▶ **Text extract**:

When did you start rowing?
I started rowing back in the spring of 2001 at Everett Community College. I did track and field at Cascade High School (I was a graduate of the class of 2000) and always thought rowing would be a great sport to try, but both sports overlapped so I never had the chance to row. At the time, there wasn’t a Track and Field team at EvCC, so I joined the crew team. After I graduated, I joined the Everett Rowing Association’s adult masters team and rowed with them for another 8 years before I took a break from rowing in 2011.

What got you into rowing in the first place?
I was walking around the campus at EvCC one spring day and saw a sign on one of the doors that said “We need you on EvCC Crew!” I really wanted to give it a try and had high school friends who rowed, so I thought I’d join the crew team. It was a very small team, and wasn’t even considered a sports team; we were a club. In fact, we didn’t have our own boats or our own boat house. All we had were our own set of 8 oars, which we bought through some fundraising and local car washes. EvCC rented boats from the local Everett Rowing Association located on the Snohomish River and Langus Riverfront Park.

I rowed with the college for two years. I was able to compete in local regattas at Seattle’s Green Lake and Tacoma’s American Lake, as well as Lake Stevens. We also traveled to Dexter Lake near Eugene, Oregon, and I was able to travel to the Pacific Coast Rowing Championships in Sacramento, CA on Lake Natoma while I rowed at EvCC. We won a few races, but rowing with EvCC crew wasn’t about winning, it was more about the camaraderie and friendships made while belonging to the same team and working towards the same goals.

▶ **Task to complete**: In the rowing interview, how did the EvCC crew team pay for its set of oars?

▶ **Raw records**:
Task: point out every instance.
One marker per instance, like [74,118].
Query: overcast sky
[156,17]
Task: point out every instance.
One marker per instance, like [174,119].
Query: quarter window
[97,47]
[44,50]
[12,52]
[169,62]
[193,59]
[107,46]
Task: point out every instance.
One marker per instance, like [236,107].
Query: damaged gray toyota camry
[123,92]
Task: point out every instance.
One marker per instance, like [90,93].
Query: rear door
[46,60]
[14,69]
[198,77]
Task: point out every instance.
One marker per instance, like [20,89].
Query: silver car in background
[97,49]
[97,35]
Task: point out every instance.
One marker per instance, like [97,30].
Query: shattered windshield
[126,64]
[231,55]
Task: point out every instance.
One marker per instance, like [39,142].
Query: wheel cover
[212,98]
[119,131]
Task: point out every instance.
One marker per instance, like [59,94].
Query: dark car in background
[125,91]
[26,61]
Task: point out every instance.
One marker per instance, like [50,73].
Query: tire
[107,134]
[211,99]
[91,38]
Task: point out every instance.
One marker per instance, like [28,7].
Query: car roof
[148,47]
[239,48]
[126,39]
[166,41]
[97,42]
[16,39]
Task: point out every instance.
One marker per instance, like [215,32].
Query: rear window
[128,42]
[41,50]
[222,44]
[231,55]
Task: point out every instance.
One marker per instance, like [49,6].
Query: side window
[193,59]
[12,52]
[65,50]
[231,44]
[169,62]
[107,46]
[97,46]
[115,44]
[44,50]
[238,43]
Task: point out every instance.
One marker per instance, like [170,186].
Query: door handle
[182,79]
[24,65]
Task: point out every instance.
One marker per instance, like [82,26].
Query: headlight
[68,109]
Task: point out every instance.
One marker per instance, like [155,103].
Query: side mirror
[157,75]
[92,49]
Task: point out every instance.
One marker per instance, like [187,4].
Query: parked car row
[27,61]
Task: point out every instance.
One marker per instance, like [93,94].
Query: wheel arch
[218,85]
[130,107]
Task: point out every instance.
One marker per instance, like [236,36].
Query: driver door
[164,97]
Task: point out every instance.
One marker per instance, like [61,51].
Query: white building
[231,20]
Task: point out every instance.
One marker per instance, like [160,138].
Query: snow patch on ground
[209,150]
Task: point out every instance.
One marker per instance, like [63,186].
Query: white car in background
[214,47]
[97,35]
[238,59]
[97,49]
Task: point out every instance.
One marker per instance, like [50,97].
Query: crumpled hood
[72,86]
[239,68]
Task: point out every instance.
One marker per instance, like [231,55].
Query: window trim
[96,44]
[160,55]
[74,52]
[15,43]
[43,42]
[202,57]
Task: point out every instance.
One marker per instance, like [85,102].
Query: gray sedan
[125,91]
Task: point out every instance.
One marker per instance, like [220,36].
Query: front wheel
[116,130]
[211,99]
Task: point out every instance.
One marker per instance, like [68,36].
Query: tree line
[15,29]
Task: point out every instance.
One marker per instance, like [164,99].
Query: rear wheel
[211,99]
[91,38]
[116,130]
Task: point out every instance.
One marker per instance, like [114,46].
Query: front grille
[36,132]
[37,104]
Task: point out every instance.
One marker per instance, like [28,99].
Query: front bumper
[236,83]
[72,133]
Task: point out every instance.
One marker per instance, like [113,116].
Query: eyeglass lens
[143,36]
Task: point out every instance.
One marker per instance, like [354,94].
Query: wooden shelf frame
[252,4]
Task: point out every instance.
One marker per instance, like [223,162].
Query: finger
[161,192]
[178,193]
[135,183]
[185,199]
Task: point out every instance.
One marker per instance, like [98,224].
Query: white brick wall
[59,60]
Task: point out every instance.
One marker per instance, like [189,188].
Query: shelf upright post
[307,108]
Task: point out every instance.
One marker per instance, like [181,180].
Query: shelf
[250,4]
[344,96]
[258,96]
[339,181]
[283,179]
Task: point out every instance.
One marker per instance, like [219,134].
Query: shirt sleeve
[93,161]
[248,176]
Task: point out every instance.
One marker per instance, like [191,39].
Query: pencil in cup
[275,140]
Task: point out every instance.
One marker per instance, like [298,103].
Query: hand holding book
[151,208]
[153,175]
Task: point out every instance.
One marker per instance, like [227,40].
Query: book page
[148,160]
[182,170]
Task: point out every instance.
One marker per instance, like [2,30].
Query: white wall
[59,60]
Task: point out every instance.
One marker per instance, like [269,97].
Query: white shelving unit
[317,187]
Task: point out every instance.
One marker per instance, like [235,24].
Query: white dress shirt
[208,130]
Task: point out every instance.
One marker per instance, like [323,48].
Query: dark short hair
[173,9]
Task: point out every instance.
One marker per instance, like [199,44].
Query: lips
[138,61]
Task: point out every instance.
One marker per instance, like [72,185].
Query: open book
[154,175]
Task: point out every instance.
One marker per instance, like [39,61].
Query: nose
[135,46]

▶ **Expected answer**: Through fundraising and local car washes.